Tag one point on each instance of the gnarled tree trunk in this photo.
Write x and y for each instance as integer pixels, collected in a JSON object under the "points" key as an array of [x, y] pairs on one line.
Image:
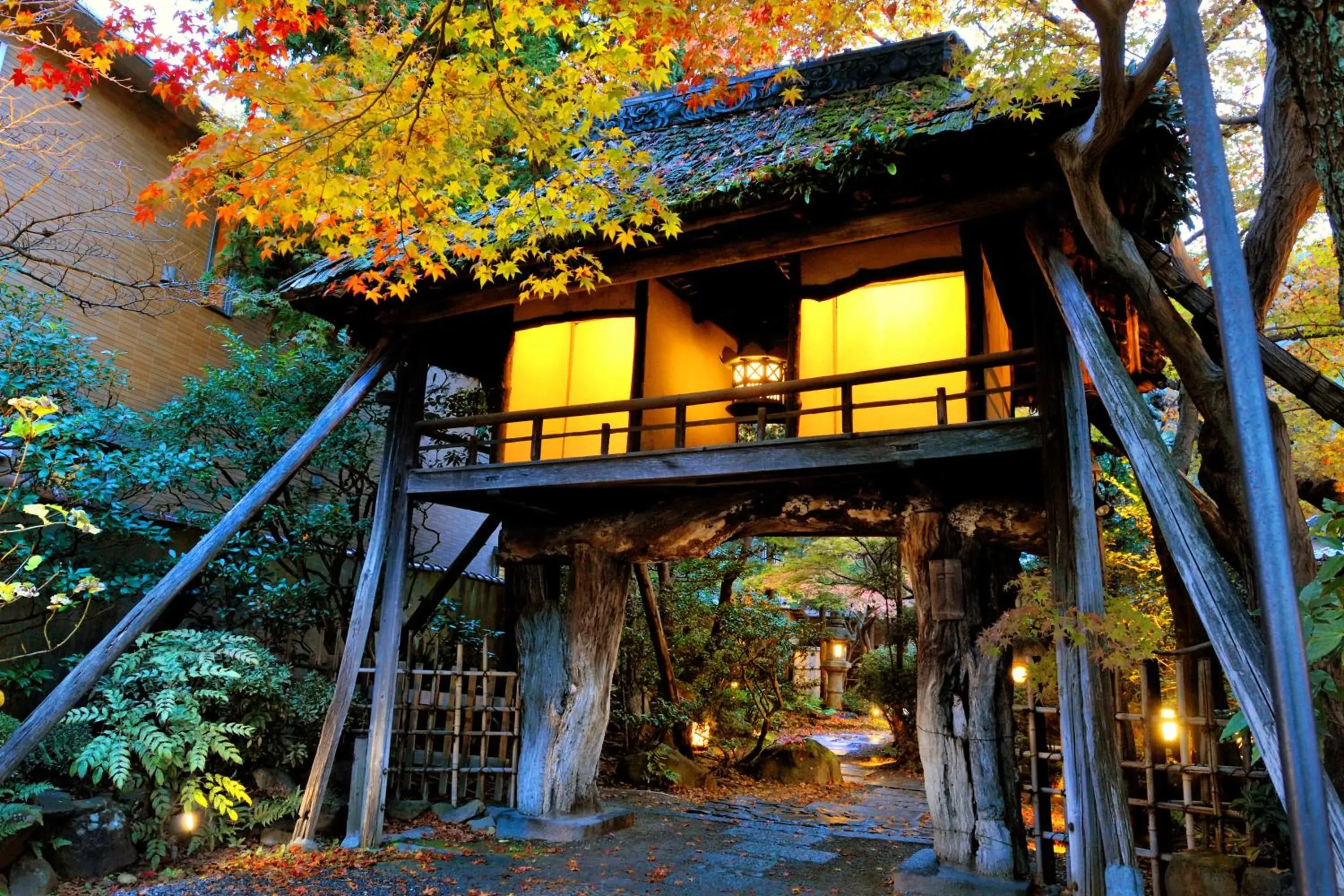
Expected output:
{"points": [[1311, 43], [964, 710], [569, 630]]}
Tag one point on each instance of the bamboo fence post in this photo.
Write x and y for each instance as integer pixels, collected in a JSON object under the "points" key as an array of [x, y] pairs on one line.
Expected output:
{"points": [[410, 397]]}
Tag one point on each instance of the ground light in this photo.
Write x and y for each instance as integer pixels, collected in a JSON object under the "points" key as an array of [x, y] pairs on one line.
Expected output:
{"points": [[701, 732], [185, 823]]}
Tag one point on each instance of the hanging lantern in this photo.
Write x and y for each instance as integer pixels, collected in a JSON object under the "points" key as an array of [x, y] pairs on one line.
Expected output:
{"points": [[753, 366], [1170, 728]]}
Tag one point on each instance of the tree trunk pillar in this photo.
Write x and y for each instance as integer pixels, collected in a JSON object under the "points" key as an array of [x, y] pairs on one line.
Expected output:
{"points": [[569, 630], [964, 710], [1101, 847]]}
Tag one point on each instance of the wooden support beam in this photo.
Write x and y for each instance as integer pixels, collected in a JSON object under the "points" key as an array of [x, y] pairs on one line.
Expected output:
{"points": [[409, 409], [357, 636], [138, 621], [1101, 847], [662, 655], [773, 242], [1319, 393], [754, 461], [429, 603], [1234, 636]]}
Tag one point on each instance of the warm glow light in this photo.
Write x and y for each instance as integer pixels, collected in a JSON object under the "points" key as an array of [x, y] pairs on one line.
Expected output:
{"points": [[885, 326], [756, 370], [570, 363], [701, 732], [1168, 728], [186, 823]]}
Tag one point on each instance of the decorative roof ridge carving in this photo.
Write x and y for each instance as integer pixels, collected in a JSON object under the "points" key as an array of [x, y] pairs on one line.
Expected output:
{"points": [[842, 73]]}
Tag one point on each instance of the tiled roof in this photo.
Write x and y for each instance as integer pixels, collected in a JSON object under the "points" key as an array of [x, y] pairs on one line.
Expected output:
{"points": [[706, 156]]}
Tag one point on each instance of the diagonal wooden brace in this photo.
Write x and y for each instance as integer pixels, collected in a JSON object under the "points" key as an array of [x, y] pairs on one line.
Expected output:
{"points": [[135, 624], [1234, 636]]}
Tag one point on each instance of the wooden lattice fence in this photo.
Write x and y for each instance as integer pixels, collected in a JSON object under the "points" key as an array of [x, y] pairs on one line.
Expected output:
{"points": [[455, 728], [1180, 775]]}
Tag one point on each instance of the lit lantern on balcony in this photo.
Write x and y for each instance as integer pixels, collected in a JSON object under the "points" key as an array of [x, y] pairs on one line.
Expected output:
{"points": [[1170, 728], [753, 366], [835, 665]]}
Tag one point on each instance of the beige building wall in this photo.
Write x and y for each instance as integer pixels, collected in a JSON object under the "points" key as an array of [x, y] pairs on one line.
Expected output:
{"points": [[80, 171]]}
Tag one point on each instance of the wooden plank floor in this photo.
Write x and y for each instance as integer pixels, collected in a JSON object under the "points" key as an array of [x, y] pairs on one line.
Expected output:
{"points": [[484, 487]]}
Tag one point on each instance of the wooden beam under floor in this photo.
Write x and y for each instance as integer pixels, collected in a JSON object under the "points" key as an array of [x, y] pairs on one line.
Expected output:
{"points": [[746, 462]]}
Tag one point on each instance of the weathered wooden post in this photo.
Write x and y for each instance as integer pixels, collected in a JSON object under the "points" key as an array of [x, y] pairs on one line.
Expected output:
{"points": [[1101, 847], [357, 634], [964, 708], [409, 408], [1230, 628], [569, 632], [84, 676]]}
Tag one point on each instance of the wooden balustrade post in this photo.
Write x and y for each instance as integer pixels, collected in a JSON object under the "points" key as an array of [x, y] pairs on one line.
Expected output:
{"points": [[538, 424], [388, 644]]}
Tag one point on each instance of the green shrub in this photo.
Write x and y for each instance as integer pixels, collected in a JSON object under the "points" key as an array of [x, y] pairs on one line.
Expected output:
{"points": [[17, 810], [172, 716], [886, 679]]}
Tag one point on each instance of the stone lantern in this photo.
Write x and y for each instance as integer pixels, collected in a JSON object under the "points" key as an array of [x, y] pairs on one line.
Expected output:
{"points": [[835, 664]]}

---

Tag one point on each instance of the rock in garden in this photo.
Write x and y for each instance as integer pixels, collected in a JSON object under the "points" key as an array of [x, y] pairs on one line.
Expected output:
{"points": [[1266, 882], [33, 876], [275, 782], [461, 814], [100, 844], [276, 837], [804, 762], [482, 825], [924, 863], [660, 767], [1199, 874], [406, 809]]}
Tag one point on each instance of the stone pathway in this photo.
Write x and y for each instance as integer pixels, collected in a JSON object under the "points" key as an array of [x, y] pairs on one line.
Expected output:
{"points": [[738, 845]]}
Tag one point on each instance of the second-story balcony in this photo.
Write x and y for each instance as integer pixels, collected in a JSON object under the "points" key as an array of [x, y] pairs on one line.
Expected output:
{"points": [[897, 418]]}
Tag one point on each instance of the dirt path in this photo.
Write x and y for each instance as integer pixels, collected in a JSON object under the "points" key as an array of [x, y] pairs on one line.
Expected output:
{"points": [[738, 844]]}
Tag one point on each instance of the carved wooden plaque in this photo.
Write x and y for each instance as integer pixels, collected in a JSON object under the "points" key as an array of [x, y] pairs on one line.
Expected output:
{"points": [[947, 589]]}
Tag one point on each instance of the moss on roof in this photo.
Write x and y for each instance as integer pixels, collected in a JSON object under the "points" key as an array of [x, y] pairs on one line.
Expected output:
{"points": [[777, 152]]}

_TASK DETAILS_: How many lines in the records above contain the string "beam", matching case exactly? Reply with the number alone.

_WRITTEN RESPONSE_: 2